Task goal:
Pick out and copy every line of the material that contains the word "brown". Case counts.

Data shown:
···

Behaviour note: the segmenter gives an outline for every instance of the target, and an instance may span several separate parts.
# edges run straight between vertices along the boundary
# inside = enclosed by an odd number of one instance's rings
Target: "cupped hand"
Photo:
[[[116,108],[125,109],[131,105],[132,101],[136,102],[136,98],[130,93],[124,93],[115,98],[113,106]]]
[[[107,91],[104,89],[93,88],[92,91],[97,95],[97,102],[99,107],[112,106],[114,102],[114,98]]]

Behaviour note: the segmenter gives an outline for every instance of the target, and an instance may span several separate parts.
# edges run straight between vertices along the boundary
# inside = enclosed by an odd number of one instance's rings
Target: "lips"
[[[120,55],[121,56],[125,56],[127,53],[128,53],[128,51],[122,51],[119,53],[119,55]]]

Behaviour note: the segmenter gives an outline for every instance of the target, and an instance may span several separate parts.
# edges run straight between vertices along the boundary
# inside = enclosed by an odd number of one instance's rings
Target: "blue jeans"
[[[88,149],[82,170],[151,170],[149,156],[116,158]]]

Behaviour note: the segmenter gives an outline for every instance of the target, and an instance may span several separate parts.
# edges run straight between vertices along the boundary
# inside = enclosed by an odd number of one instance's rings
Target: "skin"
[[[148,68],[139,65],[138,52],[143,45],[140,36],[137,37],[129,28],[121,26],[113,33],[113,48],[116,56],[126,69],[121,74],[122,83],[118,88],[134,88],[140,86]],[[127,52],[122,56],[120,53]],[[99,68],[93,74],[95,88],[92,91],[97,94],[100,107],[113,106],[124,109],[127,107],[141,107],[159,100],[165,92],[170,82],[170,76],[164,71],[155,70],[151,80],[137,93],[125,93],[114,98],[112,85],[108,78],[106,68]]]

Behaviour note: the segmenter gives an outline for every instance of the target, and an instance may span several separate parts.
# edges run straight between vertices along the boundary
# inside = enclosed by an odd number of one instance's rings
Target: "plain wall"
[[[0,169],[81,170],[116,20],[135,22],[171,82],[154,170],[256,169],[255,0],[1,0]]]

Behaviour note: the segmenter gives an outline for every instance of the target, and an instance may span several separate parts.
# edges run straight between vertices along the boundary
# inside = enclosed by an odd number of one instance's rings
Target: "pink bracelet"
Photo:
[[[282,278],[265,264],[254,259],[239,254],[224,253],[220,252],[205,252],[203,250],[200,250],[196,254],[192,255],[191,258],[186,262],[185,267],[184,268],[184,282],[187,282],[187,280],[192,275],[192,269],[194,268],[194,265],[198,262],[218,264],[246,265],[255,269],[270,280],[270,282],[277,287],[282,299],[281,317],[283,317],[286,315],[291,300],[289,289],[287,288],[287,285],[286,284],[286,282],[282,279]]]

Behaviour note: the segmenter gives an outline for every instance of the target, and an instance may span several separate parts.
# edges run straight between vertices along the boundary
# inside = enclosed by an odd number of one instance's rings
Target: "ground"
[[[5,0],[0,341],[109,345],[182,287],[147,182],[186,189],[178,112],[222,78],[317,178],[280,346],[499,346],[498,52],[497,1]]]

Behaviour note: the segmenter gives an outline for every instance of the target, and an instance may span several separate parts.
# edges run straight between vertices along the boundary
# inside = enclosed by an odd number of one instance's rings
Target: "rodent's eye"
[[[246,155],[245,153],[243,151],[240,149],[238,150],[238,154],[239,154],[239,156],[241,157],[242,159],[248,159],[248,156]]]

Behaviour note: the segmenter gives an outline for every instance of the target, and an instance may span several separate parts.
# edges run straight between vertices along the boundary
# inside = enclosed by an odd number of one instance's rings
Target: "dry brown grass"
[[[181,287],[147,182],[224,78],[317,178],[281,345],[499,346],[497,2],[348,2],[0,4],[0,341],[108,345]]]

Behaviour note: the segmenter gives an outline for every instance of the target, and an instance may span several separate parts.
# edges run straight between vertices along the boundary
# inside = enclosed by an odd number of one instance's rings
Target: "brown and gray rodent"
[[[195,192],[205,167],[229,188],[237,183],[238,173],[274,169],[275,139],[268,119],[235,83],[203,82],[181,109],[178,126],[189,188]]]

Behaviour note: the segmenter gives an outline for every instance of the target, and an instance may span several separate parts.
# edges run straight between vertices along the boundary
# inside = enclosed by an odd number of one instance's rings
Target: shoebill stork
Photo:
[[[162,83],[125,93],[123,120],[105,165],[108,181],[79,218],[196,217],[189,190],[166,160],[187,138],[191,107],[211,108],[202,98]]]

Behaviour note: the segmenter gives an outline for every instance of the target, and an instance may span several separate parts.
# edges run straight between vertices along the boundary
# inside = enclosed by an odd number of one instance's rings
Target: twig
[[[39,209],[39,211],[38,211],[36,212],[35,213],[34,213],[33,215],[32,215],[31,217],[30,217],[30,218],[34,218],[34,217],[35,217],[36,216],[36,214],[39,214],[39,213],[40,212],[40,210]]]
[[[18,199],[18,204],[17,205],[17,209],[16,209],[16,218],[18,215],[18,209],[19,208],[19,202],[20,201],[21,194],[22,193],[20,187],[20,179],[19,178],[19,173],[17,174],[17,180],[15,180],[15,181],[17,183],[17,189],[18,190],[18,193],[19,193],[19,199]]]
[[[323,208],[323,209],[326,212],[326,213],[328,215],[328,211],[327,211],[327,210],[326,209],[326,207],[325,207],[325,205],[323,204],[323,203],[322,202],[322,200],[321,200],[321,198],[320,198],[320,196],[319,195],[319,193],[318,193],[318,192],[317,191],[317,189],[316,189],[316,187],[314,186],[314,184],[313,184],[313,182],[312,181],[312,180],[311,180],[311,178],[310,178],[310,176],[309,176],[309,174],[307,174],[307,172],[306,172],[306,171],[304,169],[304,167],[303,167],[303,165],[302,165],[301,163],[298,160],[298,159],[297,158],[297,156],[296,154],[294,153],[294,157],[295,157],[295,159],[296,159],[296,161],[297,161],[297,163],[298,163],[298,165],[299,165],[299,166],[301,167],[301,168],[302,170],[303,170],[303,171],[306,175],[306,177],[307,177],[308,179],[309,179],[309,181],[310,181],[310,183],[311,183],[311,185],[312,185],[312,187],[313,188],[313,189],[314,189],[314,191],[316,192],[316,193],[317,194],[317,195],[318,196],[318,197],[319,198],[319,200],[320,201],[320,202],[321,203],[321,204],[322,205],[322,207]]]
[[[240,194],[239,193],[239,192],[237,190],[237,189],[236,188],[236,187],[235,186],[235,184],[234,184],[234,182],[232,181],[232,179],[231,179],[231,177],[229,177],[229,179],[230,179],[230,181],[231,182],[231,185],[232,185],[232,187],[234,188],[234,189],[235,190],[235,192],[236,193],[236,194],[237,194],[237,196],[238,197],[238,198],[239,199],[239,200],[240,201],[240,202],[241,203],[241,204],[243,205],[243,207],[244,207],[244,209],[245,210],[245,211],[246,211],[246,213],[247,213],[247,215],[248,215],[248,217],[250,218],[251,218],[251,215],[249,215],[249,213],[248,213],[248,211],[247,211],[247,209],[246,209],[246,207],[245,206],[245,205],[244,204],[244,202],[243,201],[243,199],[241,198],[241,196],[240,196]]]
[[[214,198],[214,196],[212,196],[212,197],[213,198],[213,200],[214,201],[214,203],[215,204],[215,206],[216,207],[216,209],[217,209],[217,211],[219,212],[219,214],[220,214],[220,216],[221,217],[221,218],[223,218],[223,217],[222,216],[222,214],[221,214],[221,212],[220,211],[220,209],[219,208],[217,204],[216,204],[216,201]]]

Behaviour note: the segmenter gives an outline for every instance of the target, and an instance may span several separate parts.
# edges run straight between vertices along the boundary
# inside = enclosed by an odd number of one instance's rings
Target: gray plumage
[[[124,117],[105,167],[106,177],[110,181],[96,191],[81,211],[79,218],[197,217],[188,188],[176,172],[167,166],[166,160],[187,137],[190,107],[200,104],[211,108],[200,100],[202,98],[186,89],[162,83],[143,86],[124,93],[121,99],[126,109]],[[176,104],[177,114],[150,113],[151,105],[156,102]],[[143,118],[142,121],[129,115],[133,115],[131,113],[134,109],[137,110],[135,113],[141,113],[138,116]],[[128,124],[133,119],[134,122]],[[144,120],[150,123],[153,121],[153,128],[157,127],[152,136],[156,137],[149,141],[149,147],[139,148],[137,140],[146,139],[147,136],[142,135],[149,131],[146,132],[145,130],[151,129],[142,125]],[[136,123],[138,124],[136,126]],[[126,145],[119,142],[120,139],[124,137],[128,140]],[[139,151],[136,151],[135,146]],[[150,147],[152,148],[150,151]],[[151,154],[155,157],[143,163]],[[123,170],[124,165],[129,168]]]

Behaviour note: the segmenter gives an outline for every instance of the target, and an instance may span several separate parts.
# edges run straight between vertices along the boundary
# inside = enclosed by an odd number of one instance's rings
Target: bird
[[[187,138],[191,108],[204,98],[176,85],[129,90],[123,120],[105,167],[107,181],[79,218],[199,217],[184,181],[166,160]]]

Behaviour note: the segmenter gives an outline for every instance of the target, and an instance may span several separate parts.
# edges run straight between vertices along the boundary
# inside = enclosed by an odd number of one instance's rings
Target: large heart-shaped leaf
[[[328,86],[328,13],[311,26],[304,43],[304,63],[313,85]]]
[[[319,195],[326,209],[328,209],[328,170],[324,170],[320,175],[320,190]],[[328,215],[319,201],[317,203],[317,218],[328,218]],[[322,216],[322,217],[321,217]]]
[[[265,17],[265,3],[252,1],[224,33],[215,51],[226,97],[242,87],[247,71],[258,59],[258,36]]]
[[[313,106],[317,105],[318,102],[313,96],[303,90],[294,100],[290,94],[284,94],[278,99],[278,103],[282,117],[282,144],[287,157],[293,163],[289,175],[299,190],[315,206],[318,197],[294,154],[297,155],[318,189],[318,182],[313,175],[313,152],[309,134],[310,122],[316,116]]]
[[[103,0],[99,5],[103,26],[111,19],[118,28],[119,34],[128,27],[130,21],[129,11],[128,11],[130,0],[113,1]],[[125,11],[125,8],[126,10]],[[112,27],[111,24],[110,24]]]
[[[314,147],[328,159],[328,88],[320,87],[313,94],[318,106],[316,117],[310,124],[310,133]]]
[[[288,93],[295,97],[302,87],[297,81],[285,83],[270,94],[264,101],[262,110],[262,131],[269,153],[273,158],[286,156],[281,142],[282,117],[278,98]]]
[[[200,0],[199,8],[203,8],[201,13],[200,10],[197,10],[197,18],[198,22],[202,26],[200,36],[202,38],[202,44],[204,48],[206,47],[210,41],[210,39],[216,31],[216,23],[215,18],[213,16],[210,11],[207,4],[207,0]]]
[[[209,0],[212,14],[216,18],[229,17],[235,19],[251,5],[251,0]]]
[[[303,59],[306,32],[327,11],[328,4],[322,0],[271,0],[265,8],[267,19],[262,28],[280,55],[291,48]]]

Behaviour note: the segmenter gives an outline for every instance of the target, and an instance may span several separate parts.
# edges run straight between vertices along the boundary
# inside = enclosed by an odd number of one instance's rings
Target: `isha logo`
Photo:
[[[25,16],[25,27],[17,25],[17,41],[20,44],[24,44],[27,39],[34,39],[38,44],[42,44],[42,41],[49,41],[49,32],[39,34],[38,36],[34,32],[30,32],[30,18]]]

···

Output below:
Target: "dry brown grass"
Target: "brown and gray rodent"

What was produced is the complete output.